# What is needed:
All records after this line are to be returned verbatim.

Segment Start: Input

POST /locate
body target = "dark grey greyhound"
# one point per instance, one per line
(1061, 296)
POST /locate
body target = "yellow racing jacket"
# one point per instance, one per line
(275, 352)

Segment End: Input

# Solution for this exercise:
POST /locate
body target = "dark grey greyhound"
# one point per instance, one per line
(1061, 296)
POST /locate
body target = "yellow racing jacket"
# one point per instance, one per line
(275, 352)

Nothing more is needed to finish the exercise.